== SET PROBLEM ==
Repeat the lines below word for word, starting at the line containing "Q: Point out the cluster" and ending at the line containing "x=300 y=154", both of those lines included.

[Collection entries]
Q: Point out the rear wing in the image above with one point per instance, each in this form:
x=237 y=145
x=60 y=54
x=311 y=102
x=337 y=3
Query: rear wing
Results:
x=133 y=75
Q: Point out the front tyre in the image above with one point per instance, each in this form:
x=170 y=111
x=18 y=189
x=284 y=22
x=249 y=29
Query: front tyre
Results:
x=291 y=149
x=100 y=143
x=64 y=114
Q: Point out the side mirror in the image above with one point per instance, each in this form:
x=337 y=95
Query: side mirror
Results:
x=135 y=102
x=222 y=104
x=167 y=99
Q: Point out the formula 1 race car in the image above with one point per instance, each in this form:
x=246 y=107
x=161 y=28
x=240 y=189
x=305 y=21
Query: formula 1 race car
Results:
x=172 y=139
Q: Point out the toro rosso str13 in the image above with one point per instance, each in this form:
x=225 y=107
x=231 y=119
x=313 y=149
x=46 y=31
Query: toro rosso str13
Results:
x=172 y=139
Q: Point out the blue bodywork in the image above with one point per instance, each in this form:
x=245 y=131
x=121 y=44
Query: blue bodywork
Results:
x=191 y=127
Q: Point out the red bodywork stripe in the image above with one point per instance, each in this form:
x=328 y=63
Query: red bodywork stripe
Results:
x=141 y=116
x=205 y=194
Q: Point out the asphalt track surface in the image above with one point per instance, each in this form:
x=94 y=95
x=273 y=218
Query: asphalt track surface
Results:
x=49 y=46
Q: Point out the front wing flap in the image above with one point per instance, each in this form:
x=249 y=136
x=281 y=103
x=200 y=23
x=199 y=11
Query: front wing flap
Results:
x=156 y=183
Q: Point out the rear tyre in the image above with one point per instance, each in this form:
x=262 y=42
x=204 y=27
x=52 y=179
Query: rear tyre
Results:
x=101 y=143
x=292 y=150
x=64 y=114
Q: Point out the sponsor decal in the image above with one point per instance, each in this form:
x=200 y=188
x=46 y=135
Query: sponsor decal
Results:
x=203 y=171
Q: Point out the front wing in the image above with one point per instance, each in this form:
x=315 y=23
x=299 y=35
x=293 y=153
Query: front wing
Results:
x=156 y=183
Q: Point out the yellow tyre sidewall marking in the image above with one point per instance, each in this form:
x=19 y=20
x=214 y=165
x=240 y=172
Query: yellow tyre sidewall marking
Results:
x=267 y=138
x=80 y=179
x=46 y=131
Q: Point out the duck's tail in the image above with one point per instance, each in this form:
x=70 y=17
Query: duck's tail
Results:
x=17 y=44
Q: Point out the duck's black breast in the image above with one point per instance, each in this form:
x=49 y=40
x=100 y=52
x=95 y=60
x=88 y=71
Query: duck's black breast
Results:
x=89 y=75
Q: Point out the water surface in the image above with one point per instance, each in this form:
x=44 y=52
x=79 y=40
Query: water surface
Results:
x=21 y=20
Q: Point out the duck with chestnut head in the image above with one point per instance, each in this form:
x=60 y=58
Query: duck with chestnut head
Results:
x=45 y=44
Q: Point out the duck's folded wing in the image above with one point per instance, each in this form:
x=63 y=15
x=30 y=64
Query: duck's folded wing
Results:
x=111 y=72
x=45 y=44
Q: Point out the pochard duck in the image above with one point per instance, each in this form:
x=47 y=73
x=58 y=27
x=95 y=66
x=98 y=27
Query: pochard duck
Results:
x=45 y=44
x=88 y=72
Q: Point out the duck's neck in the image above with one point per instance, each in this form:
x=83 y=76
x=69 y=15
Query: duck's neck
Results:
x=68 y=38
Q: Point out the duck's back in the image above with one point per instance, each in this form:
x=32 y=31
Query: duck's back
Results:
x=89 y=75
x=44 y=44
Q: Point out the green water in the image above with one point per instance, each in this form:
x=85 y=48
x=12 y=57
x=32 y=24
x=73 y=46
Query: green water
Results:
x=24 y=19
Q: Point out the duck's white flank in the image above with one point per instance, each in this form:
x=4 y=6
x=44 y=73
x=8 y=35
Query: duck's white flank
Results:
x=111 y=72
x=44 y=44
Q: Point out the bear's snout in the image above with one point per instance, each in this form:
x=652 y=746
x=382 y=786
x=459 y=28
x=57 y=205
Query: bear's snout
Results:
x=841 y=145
...
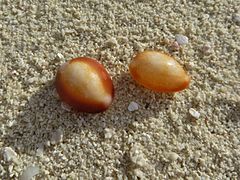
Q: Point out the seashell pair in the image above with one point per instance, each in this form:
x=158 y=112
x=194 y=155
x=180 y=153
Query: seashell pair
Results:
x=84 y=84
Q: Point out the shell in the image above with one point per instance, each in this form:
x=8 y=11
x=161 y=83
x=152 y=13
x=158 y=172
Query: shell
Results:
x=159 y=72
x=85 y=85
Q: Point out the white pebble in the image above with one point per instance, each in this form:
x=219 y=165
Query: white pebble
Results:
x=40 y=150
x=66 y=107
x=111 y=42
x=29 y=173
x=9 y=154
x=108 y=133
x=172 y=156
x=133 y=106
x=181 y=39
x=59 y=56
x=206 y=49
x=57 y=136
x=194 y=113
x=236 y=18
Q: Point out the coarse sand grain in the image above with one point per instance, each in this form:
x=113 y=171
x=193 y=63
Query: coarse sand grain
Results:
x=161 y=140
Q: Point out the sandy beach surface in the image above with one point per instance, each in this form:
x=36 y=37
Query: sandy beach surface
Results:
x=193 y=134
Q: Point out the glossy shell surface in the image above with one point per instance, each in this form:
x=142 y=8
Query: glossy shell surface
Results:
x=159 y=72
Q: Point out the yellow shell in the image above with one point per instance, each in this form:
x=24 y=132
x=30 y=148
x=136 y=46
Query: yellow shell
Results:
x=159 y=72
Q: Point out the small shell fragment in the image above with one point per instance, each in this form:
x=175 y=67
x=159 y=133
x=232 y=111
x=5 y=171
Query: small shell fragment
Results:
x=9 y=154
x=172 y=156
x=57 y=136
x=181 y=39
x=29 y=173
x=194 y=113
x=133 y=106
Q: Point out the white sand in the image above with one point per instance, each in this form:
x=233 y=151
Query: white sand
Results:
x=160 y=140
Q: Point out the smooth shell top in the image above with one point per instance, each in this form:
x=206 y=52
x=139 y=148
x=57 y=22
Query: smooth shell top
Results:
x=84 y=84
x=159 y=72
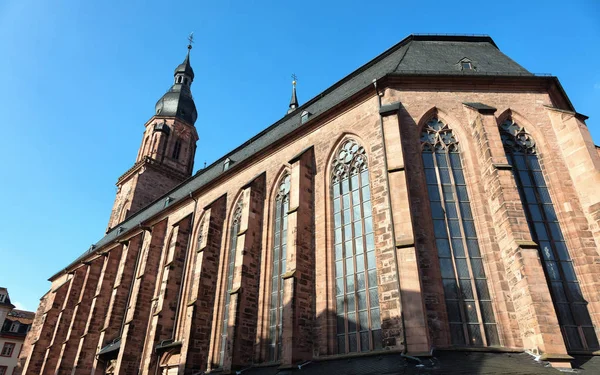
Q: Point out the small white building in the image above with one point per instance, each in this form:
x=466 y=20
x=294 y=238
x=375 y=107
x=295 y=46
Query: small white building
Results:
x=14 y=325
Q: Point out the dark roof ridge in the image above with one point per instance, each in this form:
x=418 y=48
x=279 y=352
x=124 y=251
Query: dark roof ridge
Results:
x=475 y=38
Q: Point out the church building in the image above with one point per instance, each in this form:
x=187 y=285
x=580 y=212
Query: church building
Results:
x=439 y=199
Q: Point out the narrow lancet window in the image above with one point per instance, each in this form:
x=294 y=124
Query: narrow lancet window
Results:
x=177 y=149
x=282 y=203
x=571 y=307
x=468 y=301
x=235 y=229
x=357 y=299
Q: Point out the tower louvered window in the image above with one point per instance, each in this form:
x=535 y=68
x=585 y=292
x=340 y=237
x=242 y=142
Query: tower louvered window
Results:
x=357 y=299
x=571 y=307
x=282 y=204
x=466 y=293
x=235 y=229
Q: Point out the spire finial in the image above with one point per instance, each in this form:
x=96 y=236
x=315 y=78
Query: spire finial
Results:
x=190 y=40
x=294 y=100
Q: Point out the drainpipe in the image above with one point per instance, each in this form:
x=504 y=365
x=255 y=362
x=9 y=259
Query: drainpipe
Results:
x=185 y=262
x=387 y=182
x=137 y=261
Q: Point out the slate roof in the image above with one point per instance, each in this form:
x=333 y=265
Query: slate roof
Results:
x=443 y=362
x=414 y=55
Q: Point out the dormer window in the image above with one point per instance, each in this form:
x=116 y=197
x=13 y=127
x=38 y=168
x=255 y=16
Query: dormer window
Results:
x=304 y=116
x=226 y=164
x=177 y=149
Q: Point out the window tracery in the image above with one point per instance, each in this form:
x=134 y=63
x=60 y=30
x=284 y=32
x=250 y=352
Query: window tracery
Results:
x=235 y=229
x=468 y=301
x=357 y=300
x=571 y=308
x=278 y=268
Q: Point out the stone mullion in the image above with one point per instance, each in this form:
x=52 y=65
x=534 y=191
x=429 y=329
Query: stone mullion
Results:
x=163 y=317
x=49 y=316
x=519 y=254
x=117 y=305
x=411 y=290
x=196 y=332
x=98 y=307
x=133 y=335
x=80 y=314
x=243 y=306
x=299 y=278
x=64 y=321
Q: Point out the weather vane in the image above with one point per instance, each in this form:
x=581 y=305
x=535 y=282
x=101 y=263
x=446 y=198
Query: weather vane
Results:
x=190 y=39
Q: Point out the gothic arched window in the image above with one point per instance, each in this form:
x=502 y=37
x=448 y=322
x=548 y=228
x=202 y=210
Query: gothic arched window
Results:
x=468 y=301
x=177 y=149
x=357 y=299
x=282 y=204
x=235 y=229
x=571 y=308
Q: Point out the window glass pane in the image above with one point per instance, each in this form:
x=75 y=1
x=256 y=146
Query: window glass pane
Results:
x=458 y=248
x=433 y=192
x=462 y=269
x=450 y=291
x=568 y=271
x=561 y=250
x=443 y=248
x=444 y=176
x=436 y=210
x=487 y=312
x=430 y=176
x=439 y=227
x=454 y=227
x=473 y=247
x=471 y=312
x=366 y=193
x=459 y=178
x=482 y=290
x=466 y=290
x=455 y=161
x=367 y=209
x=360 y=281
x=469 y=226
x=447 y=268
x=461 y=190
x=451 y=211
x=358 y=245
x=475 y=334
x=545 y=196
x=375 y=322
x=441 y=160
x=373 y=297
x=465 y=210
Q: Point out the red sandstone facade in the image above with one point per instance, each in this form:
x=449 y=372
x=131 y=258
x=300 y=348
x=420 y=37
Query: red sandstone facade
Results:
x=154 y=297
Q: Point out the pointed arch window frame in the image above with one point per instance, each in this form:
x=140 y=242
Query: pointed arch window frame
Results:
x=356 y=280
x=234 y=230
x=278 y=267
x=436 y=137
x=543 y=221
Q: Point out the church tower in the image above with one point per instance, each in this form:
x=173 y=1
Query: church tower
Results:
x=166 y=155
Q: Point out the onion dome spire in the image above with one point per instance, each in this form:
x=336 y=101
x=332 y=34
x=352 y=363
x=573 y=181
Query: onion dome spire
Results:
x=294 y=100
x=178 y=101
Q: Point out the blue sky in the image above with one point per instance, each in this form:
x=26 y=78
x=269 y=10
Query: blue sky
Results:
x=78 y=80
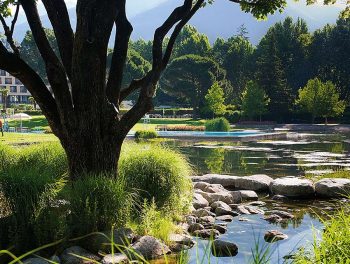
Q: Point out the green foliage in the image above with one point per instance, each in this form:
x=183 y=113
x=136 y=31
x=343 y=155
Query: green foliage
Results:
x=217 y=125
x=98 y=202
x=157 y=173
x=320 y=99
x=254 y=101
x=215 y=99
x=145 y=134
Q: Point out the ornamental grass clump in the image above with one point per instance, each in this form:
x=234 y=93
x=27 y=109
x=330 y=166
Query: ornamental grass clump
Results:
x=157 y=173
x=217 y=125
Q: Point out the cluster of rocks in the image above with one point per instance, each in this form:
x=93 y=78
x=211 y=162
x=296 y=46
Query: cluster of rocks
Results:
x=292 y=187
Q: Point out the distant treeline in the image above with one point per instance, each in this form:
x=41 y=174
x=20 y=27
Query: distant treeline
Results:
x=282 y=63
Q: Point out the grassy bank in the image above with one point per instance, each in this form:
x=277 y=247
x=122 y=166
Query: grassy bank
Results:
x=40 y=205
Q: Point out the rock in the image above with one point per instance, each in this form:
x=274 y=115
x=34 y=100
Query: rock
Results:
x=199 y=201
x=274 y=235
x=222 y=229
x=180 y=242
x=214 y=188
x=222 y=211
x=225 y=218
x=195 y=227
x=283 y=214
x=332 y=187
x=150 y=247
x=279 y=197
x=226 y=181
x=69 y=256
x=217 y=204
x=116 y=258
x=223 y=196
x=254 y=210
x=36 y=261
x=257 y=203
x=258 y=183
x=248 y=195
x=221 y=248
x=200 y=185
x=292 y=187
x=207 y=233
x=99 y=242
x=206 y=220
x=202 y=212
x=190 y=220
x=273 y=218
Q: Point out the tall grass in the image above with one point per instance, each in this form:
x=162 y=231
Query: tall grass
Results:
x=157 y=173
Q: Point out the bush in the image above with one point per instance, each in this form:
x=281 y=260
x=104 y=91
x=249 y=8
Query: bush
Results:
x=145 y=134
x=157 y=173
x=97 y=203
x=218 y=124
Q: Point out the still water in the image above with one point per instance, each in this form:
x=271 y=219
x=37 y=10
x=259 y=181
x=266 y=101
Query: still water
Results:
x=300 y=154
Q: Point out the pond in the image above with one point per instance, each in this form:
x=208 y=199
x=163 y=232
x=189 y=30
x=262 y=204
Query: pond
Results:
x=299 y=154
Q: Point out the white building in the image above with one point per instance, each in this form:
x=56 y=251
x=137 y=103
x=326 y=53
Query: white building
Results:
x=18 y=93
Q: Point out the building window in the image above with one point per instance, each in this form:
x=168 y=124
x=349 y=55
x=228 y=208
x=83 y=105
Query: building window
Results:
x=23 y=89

== COMPLETED EXERCISE ==
Q: Point out the cluster of rocks in the image above with one point per instance, each in this form:
x=93 y=78
x=211 y=162
x=296 y=46
Query: cluster of rocks
Results:
x=292 y=187
Q: Point out the distant treeline in the image above with one point per instance, each in this form:
x=41 y=174
x=20 y=27
Query: distant treeline
Results:
x=282 y=63
Q: Point out the grassy bank in the image above with one point per instance, each in this form:
x=277 y=247
x=122 y=166
Query: grassy bank
Results:
x=40 y=205
Q: Point out the rock in the image above with one point per instance, each in this form:
x=274 y=115
x=34 y=100
Query: rock
Results:
x=199 y=201
x=274 y=235
x=222 y=229
x=180 y=242
x=214 y=188
x=222 y=211
x=225 y=218
x=195 y=227
x=283 y=214
x=332 y=187
x=150 y=247
x=279 y=197
x=226 y=181
x=69 y=256
x=217 y=204
x=116 y=258
x=223 y=196
x=254 y=210
x=36 y=261
x=257 y=203
x=258 y=183
x=248 y=195
x=221 y=248
x=200 y=185
x=292 y=187
x=207 y=233
x=99 y=242
x=206 y=220
x=202 y=212
x=190 y=220
x=273 y=218
Q: Point out the tall grass in the image above with one point per instance, each in this form:
x=162 y=231
Query: tall grass
Results:
x=157 y=173
Q: Point out the bush in the image above with one point per instance, each in this form:
x=281 y=260
x=104 y=91
x=249 y=8
Query: bush
Results:
x=145 y=134
x=157 y=173
x=97 y=203
x=218 y=124
Q: Point out the still water in the image above with one point per instance, each in this form:
x=271 y=219
x=37 y=10
x=259 y=181
x=266 y=101
Query: still water
Results:
x=300 y=154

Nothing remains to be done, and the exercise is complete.